Chris Cook is a First Nations commercial fisherman and President of the Native Brotherhood of British Columbia in Alert Bay. He's been fishing since age 14 and skipper on a boat for 34 years.


How important are fisheries to this community and to you?

We are the salmon people. If you take a look at any chart up and down the coast of B.C., every one has an "IR" meaning Indian Reserve. Our people traveled from river to river, and we have the four seasons in which we gathered our food throughout the year. It wasn't until about the late 1800s, 1900s that the salmon industry started, and the cannery started. We've always lived from the sea, the ocean. One of the things that is said by our old people is 'when a tide is out our table is set.' We are the keepers of the ocean and the salmon that we have. Our old people tell us that we are the keepers of the salmon.

We've never desecrated the rivers, we've always made sure that there was enough fish that was going to come back, we never took more than we were supposed to, and we look after the rivers. If you took the dirt away from the farmers, what would they have? If you take the fish away from the Indian people, our people, what would we have? Our people have come and fishing has clothed us and has fed us. In the old days, it fed us with the seasons. There was trade with other tribal groups for all different things. Now I'm 59 years old and I started fishing when I was 14, in about 1957, 1956, and times have changed so much. We were noted throughout the world.

Every place I traveled, as I traveled, our people were the wealthiest people. The people of the coast here were wealthy because of our salmon industry. Today, there has been a big change. There's a big change in our economics, our economic base, with all the different coastal communities up and down the coast. Myself, as the President of the Native Brotherhood of British Columbia, which is the oldest organization in Canada, an active organization of 71 years. They fought for the rights of the First Nation's people. We've been dealing with salmon and fishing and now we're getting the lowest amount of prices we've ever got.

You've walked in our village here of Alert Bay and I imagine there are other villages that you've visited on the coast already. From a rich village to a village that has only five boats leaving this community to go fishing in the season. At one time we had 50 to 60 boats. That's due to the government. I believe it was the federal government of Canada who said 'there's too many boats chasing too few fish.' So one thing they've done is to offer a buy-back program. As far back as I can remember, the First Nation people were always victim of change.

When the white men first came into our country we were victims of change. They wanted us to use their laws, their ways, and our ways were looked down upon. Yet our way is living in harmony. All of the ocean and all of the sea belongs to all of us, but we all have to protect it. These are things that we grew up with. This is coming from the heart. Salmon is a big part of our life and it's intertwined in our way of living. How we store our food in winter, how we feed our people, and when we come to feast and celebrate life we are accustomed to using our salmon.

*LIST OF TASKS*:
A – List every year or decade that the interview writes in digits.
B – Rewrite the rows, starting at the first line and ending at the line containing "MULTIPOLYGON (((171 179, 202", with each "target" changed to "object" and everything else left as it is.
The interview above has nothing to do with the rows that follow.

*WORKING DATA*:
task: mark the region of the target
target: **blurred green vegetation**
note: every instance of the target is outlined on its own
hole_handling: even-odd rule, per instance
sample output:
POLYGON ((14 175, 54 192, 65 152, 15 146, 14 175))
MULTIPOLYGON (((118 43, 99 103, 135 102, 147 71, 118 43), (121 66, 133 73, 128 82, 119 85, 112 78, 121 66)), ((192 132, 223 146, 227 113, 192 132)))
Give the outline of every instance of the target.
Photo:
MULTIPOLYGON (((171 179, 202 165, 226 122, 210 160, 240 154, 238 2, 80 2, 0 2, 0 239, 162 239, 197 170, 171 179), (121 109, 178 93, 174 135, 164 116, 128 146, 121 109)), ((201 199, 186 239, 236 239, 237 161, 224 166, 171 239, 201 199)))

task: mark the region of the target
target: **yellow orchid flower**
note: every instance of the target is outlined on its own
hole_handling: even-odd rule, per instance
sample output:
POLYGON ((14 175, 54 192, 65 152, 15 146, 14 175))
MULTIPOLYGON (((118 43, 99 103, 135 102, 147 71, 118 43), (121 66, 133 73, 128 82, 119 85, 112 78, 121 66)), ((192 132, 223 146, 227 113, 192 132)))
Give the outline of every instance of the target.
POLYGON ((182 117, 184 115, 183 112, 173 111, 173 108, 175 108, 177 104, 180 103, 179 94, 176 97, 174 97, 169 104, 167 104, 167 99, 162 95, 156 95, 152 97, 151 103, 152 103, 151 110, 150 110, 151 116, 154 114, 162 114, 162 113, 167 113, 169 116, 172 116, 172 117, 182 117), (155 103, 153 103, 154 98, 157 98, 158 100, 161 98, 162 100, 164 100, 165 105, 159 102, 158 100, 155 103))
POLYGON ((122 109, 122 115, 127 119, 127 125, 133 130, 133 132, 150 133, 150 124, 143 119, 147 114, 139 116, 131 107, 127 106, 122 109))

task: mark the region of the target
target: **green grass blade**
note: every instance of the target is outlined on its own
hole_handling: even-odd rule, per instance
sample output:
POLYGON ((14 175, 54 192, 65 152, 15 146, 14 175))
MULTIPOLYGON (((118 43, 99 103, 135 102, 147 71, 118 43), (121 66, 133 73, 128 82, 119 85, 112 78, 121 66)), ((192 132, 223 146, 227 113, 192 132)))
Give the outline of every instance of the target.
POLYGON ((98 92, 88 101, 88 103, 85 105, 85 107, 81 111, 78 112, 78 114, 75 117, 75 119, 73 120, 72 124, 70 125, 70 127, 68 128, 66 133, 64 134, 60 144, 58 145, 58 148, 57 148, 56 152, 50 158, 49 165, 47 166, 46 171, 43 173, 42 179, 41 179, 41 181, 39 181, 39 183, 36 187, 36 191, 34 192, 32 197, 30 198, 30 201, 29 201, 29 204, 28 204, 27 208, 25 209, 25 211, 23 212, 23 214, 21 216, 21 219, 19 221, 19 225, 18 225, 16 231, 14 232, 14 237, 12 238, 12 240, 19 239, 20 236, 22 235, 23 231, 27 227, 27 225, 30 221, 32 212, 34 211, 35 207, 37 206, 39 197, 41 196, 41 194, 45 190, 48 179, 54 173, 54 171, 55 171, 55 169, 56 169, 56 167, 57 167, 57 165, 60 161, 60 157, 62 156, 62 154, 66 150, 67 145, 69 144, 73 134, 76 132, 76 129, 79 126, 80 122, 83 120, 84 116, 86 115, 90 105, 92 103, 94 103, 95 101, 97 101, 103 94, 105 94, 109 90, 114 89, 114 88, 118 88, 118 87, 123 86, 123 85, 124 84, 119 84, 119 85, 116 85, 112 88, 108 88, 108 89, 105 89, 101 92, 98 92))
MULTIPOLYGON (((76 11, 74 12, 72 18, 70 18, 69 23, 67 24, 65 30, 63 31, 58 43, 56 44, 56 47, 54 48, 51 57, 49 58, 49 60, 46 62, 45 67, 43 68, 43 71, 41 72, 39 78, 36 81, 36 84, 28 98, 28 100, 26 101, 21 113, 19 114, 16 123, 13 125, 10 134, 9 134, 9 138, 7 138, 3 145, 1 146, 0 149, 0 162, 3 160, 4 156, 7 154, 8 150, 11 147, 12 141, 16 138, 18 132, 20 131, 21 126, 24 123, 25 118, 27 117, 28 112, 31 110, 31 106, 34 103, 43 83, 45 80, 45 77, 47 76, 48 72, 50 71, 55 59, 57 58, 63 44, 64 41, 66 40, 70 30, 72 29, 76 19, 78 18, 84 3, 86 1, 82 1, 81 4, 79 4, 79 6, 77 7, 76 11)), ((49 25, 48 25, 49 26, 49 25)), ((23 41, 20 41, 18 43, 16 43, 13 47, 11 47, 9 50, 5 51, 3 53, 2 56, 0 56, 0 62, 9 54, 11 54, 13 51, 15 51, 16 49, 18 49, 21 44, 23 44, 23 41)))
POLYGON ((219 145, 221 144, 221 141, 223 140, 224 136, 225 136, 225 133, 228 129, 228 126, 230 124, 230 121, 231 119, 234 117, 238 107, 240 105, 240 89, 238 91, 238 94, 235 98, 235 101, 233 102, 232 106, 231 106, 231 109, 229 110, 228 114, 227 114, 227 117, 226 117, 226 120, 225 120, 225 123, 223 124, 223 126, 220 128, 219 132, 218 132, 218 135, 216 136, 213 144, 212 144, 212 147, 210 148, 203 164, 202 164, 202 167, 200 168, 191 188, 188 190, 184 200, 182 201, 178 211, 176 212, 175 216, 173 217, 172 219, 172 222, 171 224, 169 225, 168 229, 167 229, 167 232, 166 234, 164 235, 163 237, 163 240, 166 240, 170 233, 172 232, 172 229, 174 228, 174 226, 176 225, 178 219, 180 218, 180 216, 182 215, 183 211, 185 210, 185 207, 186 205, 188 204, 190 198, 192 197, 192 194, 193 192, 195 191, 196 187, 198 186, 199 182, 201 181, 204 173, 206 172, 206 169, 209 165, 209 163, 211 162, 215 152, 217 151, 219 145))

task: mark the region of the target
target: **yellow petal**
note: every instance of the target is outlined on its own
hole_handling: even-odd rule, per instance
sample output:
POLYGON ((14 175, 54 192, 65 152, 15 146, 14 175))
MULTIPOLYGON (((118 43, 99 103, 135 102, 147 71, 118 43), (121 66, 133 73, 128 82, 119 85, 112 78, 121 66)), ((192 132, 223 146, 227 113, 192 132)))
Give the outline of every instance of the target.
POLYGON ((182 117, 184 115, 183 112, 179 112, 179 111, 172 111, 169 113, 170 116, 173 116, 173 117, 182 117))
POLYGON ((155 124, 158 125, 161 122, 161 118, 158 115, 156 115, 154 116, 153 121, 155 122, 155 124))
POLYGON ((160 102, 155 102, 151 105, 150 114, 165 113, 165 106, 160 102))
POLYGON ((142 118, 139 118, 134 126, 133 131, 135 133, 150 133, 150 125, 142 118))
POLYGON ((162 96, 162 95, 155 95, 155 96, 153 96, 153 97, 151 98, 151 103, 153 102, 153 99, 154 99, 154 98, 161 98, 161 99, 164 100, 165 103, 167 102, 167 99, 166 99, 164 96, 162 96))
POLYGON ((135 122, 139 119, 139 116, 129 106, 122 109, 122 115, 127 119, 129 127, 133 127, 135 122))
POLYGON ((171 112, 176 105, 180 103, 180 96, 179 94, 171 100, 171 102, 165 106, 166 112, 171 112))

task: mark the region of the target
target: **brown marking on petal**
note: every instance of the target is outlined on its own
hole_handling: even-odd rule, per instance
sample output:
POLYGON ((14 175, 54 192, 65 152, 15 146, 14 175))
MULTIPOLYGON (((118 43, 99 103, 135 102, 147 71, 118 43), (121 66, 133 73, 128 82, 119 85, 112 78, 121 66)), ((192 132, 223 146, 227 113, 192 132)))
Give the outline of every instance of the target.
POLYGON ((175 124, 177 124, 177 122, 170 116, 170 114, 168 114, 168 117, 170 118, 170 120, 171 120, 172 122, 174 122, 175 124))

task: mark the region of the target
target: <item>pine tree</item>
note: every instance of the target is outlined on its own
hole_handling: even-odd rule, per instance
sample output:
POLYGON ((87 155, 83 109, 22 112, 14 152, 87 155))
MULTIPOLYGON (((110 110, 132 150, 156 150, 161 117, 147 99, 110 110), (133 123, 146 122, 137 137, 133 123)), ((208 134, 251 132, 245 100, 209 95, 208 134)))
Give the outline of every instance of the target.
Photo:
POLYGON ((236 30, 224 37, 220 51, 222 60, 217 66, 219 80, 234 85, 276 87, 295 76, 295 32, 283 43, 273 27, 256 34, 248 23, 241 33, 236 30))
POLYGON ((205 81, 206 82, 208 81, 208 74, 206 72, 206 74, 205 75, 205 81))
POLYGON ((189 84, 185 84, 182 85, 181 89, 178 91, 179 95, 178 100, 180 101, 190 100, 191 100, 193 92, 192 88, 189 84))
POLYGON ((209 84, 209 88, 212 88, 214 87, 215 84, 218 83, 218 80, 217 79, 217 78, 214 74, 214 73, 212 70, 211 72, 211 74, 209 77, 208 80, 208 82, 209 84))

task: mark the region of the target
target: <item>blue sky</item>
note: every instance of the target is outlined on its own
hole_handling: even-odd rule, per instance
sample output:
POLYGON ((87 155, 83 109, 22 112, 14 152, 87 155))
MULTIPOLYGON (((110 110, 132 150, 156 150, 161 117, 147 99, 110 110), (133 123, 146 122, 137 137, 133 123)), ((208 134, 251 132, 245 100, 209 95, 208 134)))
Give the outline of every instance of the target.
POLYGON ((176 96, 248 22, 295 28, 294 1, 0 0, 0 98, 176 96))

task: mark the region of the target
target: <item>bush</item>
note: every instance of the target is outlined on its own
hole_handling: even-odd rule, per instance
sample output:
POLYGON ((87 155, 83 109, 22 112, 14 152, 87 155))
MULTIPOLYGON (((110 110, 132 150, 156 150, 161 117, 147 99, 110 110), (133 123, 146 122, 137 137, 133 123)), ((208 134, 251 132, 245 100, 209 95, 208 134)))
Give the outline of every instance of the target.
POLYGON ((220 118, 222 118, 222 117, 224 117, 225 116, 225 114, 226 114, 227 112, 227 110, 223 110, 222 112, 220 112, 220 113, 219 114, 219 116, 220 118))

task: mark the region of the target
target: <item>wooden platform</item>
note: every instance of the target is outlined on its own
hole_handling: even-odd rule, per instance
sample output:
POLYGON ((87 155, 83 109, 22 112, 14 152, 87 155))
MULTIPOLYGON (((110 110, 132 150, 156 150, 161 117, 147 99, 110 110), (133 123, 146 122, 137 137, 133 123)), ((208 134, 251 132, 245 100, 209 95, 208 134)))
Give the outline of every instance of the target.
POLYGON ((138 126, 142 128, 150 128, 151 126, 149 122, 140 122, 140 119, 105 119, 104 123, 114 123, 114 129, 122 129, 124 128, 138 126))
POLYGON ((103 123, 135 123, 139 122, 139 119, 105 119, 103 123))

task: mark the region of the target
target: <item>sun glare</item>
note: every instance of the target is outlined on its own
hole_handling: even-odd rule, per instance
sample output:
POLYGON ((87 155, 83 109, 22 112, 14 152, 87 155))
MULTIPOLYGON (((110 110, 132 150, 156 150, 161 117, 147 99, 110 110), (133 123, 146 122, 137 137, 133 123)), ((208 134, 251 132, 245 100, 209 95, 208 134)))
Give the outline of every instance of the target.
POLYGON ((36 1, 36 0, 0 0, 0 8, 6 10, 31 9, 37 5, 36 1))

*RESPONSES TO THE EXERCISE*:
A – late 1800s, 1900s, 1957, 1956

B –
task: mark the region of the object
object: **blurred green vegetation**
note: every instance of the object is outlined on its own
hole_handling: even-odd rule, per instance
sample output:
POLYGON ((14 175, 54 192, 65 152, 15 146, 14 175))
MULTIPOLYGON (((118 43, 99 103, 135 102, 147 71, 118 43), (121 66, 133 73, 128 82, 119 85, 112 78, 121 66)), ((192 132, 223 146, 227 113, 192 132)))
Give the outline of every instance of the object.
Photo:
MULTIPOLYGON (((171 179, 202 165, 226 122, 210 160, 240 154, 238 2, 80 2, 0 2, 0 239, 162 239, 197 170, 171 179), (121 109, 178 93, 174 135, 164 116, 128 146, 121 109)), ((201 199, 186 239, 236 239, 237 161, 224 166, 171 239, 201 199)))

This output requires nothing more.